Monday, January 12, 2009

Going to Australia

Dear Blog,

I know it is hard to hear from me after such a long time. I know I have changed in the time since we talked, but just sit down with me, and listen to my case for a little while. To be honest, There's been lots of time during which I could've talked to you, but I chose to take care of some things, because I felt like I wasn't ready to face you yet. Until now.

I left school, that wonderful place called studio 58. I realise it makes me seem like a quitter, that I don't try hard enough. But honestly, That place was not for me. I wasn't ready for it yet. I love it to death, and I still the memory stings that I don't have it anymore. But studio and I aren't ready to be together yet. Maybe we'll get back together sometime, if it can take me back, or if it hasn't been put off by the first impression it's gotten of me. Like you, it needs to give me a chance. That's all I can ask of you both.

I've taken some time for laziness, for sure. That I cannot deny. I've taken time fooling around, when I could've done things to forward my life. Productive things. But that is the past, and I have since then been kicked in the ass and put on the right track. I am going to Australia.

- [Provided data]:
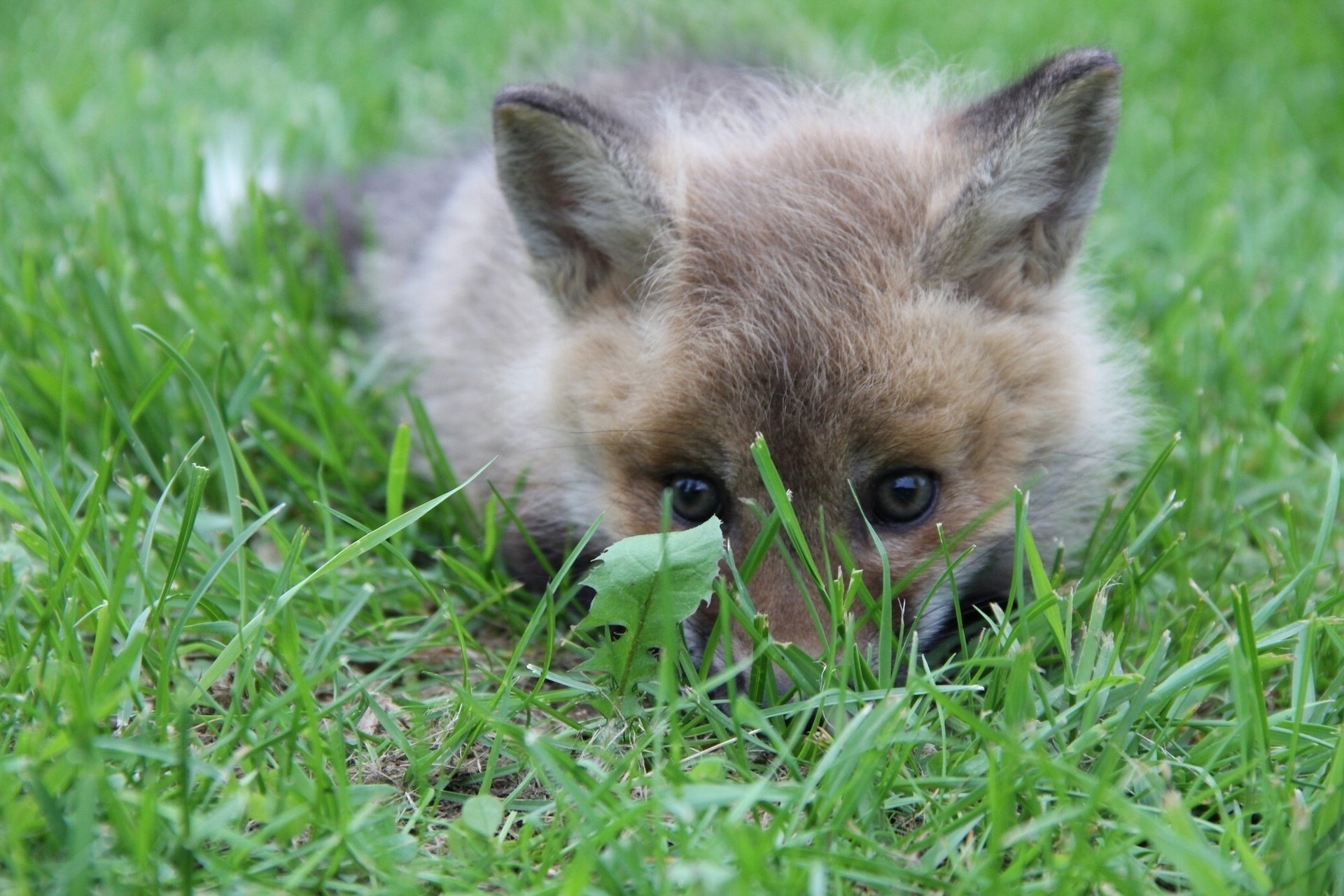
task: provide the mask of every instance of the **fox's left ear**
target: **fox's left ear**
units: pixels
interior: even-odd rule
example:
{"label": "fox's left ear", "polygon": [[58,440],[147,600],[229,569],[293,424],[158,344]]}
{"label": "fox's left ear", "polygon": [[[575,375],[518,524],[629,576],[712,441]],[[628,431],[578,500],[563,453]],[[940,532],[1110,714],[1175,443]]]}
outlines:
{"label": "fox's left ear", "polygon": [[555,85],[495,99],[495,165],[536,273],[566,312],[582,313],[652,261],[665,215],[629,122]]}
{"label": "fox's left ear", "polygon": [[[923,247],[930,273],[1020,302],[1068,270],[1120,120],[1120,63],[1074,50],[945,121],[970,173]],[[962,150],[965,152],[965,150]],[[1013,298],[1017,296],[1019,298]]]}

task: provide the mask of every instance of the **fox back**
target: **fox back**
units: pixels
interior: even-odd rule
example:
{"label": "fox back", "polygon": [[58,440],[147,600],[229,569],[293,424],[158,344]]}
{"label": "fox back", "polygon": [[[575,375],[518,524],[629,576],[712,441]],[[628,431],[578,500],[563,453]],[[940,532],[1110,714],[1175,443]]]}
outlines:
{"label": "fox back", "polygon": [[[699,64],[509,87],[492,152],[368,181],[360,277],[449,459],[517,488],[546,551],[598,517],[597,548],[655,532],[671,489],[673,521],[718,516],[741,559],[746,502],[770,506],[759,433],[809,537],[845,537],[875,594],[870,525],[891,580],[969,529],[952,580],[930,566],[894,611],[937,650],[953,595],[1007,594],[1013,488],[1038,541],[1077,544],[1132,442],[1073,271],[1118,77],[1079,50],[970,102]],[[820,649],[782,548],[750,592]]]}

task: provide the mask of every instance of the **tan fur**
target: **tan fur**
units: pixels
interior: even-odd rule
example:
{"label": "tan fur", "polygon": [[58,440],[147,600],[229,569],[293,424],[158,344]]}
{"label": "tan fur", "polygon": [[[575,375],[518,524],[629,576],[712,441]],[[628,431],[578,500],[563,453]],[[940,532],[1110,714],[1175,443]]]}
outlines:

- [Task set]:
**a.** Rewrite the blog post starting with "I know it is" and going on through "yet. Until now.", putting "so many months" in place of "such a long time".
**b.** Carry the blog post about going to Australia forward from its last sentence.
The data plays no part in this.

- [Expected answers]:
**a.**
I know it is hard to hear from me after so many months. I know I have changed in the time since we talked, but just sit down with me, and listen to my case for a little while. To be honest, There's been lots of time during which I could've talked to you, but I chose to take care of some things, because I felt like I wasn't ready to face you yet. Until now.

**b.**
I've always wanted to go, to experience a place as wild as it always seems when its' even mentioned in a sentence. A continent that's also a country!? Who knew? So Australia beckons, and I straighten up, and strive headlong for her. I am heeding her call. The call I've heard for a long time. Because I don't want to look back my life in regret and say "what if?" I want it now! All of it! About a week ago I had a dream I was there, and since then I can't stop thinking about her. She's beautiful in my dream. I plan to go away in february, and worry not, dearest blog. I will find ways to love you and her at the same time.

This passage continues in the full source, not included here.